Brief:
Select each line of the records containing the word "positive" and copy those lines out in the order they appear.

─── Material supplied ───

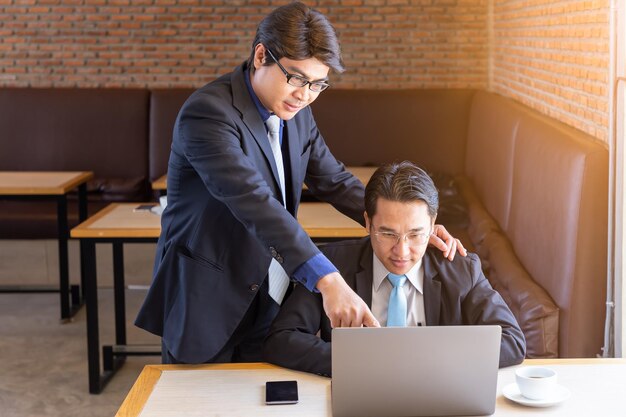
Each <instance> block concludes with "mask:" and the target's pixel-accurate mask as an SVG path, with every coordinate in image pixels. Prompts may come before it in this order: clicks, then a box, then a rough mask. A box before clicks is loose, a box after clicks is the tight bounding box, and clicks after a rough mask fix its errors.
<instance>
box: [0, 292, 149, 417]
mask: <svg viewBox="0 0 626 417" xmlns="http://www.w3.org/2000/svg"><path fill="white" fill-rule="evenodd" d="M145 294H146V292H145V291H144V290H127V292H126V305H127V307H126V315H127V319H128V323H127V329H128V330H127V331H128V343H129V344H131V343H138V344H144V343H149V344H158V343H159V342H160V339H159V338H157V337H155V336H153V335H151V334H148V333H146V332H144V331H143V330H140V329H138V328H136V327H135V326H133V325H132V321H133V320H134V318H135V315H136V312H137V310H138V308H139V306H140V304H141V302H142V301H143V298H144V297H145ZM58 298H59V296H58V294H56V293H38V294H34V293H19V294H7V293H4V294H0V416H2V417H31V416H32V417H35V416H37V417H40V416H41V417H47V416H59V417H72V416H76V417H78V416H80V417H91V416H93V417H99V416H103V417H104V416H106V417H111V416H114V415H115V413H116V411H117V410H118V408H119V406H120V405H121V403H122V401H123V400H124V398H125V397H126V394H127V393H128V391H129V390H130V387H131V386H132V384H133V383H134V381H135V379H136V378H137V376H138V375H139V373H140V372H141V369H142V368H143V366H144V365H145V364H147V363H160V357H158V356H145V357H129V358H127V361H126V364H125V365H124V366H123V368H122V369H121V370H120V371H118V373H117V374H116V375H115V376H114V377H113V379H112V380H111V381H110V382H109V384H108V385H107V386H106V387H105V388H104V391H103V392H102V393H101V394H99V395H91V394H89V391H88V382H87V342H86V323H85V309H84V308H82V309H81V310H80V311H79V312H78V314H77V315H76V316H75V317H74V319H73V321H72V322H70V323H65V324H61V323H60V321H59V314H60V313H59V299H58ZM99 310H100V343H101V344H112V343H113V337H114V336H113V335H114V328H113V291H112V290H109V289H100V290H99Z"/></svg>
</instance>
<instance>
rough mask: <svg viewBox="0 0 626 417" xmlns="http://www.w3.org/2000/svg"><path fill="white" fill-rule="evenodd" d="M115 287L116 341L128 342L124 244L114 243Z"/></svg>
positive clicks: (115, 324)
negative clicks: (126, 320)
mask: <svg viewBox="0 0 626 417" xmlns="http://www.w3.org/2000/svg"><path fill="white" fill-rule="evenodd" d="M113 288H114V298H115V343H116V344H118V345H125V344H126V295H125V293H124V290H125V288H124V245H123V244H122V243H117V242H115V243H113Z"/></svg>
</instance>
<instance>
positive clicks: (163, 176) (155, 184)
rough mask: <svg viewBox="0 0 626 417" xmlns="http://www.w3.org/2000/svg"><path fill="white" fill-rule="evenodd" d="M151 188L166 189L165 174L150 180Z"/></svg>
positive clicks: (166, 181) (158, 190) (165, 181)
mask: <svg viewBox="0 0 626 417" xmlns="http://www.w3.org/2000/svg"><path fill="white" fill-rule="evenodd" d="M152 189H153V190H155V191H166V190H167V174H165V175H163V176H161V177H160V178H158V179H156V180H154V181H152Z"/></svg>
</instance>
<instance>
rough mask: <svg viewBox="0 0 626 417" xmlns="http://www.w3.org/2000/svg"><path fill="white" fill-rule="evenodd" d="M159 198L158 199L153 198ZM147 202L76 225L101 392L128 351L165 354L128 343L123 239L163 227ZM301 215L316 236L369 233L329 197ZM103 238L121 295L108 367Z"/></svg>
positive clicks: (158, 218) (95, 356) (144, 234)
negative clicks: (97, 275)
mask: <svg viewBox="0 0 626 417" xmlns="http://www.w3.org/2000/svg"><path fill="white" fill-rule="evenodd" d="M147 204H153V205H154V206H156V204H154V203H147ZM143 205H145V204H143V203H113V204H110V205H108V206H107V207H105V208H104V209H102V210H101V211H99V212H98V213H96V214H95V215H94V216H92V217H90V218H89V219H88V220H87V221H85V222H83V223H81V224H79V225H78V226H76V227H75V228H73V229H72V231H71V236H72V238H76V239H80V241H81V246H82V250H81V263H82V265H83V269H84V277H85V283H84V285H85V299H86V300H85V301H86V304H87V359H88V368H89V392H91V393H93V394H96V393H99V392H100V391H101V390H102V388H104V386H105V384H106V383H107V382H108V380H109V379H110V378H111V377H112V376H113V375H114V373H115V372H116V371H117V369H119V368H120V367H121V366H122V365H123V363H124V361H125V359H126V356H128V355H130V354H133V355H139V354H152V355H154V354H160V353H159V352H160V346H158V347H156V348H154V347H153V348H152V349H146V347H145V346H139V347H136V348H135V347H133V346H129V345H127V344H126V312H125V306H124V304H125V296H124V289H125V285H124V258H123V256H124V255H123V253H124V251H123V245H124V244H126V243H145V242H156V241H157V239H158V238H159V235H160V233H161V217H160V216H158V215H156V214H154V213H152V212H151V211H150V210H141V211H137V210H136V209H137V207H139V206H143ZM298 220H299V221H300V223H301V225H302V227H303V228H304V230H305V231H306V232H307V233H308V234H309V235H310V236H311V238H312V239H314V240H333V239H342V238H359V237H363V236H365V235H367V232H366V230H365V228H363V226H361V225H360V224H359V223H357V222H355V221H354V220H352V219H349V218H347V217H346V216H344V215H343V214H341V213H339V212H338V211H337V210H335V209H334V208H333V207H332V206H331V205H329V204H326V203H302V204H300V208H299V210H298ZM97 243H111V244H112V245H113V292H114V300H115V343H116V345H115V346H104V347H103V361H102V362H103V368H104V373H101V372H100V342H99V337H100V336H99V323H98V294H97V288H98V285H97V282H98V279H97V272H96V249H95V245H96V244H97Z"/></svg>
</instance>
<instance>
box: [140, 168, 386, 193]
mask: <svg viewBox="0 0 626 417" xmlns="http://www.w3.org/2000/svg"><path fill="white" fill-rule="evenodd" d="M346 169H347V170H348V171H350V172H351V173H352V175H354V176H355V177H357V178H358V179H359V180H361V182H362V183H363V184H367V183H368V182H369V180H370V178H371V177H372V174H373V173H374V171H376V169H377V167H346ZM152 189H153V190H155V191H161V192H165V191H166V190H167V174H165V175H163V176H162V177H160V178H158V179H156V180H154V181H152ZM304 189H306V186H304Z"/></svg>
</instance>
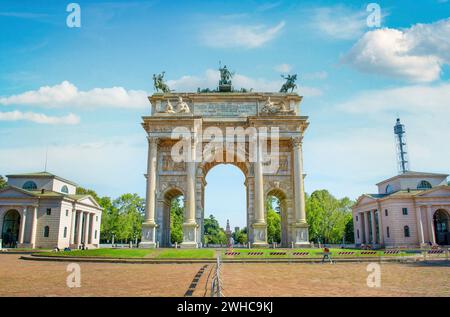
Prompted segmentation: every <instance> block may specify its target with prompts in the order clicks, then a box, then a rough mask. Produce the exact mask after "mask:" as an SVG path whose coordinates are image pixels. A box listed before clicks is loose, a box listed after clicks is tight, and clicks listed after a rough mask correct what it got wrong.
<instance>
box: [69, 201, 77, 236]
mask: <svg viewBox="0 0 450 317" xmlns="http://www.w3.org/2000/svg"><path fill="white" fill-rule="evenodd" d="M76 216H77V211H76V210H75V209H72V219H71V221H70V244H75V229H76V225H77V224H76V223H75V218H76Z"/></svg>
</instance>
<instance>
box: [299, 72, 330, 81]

───

Your solution:
positive clicks: (115, 324)
positive clicks: (163, 176) (155, 184)
positive clicks: (166, 181) (158, 190) (165, 181)
positive clicks: (158, 218) (95, 356) (144, 234)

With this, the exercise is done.